--- begin LISTING ---

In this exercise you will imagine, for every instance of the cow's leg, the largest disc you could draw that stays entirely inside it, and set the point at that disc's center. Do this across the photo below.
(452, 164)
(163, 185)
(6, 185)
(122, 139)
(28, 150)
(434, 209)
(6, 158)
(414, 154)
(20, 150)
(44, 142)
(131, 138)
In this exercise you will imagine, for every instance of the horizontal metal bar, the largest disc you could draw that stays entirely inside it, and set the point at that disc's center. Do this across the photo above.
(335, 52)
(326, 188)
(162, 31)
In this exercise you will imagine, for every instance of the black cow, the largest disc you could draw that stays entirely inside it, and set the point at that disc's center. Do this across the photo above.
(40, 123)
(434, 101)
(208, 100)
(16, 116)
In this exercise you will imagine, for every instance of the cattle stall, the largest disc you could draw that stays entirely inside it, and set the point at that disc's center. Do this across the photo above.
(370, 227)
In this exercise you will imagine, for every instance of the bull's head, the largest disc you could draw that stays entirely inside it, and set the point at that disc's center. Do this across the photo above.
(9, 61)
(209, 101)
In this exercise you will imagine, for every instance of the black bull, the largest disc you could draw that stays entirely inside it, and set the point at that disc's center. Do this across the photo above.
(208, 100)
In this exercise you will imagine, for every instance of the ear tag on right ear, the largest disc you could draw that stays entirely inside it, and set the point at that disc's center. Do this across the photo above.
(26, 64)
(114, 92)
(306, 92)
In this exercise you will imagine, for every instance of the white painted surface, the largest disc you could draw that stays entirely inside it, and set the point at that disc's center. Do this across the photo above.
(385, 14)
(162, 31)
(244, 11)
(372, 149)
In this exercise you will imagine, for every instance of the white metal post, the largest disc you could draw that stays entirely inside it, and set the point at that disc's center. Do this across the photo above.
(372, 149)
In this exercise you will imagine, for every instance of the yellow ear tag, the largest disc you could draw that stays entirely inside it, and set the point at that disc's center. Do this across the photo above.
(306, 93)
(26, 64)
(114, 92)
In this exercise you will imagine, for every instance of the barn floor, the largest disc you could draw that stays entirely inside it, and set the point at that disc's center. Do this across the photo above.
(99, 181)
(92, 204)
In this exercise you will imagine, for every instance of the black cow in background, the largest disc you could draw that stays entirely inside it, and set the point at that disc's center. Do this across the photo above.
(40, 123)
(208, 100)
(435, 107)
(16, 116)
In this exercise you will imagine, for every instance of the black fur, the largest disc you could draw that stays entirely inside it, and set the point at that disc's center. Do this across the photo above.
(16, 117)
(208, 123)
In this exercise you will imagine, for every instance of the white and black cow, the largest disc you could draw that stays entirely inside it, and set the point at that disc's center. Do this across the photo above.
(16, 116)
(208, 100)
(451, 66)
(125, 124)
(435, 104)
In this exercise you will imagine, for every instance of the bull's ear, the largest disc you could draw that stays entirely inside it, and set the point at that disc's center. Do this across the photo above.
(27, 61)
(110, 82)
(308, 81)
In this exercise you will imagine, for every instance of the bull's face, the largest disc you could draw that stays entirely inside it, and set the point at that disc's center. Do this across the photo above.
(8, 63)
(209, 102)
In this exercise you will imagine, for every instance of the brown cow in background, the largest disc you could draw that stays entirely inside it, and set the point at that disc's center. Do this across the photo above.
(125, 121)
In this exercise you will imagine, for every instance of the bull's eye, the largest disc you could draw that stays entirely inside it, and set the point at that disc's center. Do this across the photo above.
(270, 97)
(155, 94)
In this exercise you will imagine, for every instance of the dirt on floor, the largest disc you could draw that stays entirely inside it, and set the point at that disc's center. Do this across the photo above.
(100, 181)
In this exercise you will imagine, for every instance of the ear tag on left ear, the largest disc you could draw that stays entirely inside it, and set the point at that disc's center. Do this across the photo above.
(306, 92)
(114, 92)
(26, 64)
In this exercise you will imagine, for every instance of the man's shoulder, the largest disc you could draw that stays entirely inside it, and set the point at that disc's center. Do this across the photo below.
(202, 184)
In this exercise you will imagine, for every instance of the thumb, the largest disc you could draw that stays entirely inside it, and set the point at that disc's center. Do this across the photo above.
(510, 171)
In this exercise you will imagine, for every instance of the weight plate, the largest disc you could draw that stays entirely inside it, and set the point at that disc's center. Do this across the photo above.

--- end LISTING ---

• GIVEN INSTRUCTION:
Word for word, write out all of the data above.

• REPLY:
In this exercise you will imagine, for every instance of the cow's leg, the largest disc you could draw that stays entirely inside it, and set the point at that disc's center. Do this across the photo below.
(452, 164)
(163, 185)
(6, 185)
(122, 139)
(28, 150)
(434, 209)
(6, 158)
(414, 154)
(20, 150)
(44, 142)
(131, 138)
In this exercise you will imagine, for every instance of the horizontal metal bar, the largest disc you could draw that stays entirely inside it, and set the point at that disc's center. Do this across the photo above.
(335, 52)
(326, 188)
(162, 31)
In this exercise you will imagine, for every instance of the black cow, the largest disc you could draw that stays entirely inside it, and set the point at that disc's center. Do this across the photo above.
(40, 123)
(434, 101)
(208, 100)
(16, 116)
In this exercise you will imagine, for every instance of the cattle stall, the largest disc you could draw that stays entirely inside it, and set the point at that disc's center. Do this across the photo above.
(370, 227)
In this exercise you will imagine, for every instance of the bull's head, the largest disc you could draw that stays entirely inside it, and set the point at that disc's center. Do this across the photo above.
(9, 61)
(209, 101)
In this exercise you will imagine, for every instance of the black bull, the largest disc you could draw that stays entirely inside it, and set the point at that disc's center. Do this across the photo above.
(208, 100)
In this exercise you will imagine, for every instance of the ear tag on right ear, the largest disc you could draw that stays entirely inside it, and set the point at that disc's center. Do this across the photo above.
(26, 64)
(114, 92)
(306, 92)
In this exercise you will imagine, for every instance of the white painted surface, the largest disc you could draw that stays entirely inside it, and set the point at that disc's center. Do this across the photo above.
(385, 14)
(162, 31)
(244, 11)
(372, 149)
In this exercise you will imagine, for every instance of the white metal post, the largest disc you could draw that stays entirely inside it, and set the point at that disc's center. Do this across the photo above.
(372, 149)
In this exercise you will imagine, for every instance of the yellow ear tag, the largest disc you could draw that stays entirely inside it, and set the point at that disc's center. Do this across the photo above.
(306, 93)
(26, 64)
(114, 92)
In this exercise you will imagine, for every instance of the barn floor, the largest disc you could draw that stays entirely inside it, and set the point at that disc's center. Do this across the photo above.
(99, 181)
(92, 204)
In this exercise you will imagine, for every instance of the black cow in background, the largest disc you could draw that stays entirely inside it, and set the point at that disc's center. Do this across the photo above.
(40, 123)
(208, 100)
(435, 107)
(16, 116)
In this exercise you will imagine, for every instance of the black fur, the largest disc you could draw that stays entirely inside it, and set the point at that disc's center. Do this across the photo above.
(16, 117)
(208, 123)
In this exercise you will imagine, for every instance of the white and black cow, the largest disc you could draw that stays entirely inside it, and set the point at that disc's center. Do this across the photo above.
(16, 116)
(208, 100)
(451, 66)
(125, 124)
(435, 104)
In this exercise you will imagine, for every instance of the bull's ear, the largest disc you could draw that stays entirely inside it, and set the point at that disc's center. Do this across the photo above.
(27, 61)
(110, 82)
(308, 81)
In this exercise you will imagine, for every instance of the bull's face, the largest disc you could draw that stays entirely inside it, and set the point at that disc's center. Do this across the photo above.
(8, 63)
(209, 102)
In this exercise you will imagine, for every instance of the brown cow in background, the largest disc you could draw that stays entirely inside it, and set the point at that disc's center. Do this across the photo above.
(125, 121)
In this exercise you will imagine, for every instance of the bull's eye, the largest disc you could draw that stays entirely inside it, and set the point at that disc's center. Do this across the photo above.
(270, 97)
(155, 94)
In this exercise you will imagine, for every instance of the dirt on floor, the largest disc you could draw that stays entirely inside it, and set the point at that disc's center. Do this across the photo above.
(100, 181)
In this exercise you will imagine, for every instance of the ear tag on left ear, the largest disc you could draw that stays entirely inside it, and set the point at that disc's center. Do this across the photo above.
(306, 92)
(114, 92)
(26, 64)
In this exercise you will imagine, for every instance of the man's shoulder, the largest disc you could draw that stays entirely inside it, and set the point at that disc's center. Do this across the photo below.
(202, 184)
In this exercise you will imagine, for every instance of the thumb, the largest disc you could draw that stays entirely inside it, and set the point at that disc's center. Do this across the photo above.
(510, 171)
In this exercise you will imagine, for every instance of the weight plate, the largest disc you could draw that stays entirely inside it, and set the point at that disc's center. Do this across the photo above.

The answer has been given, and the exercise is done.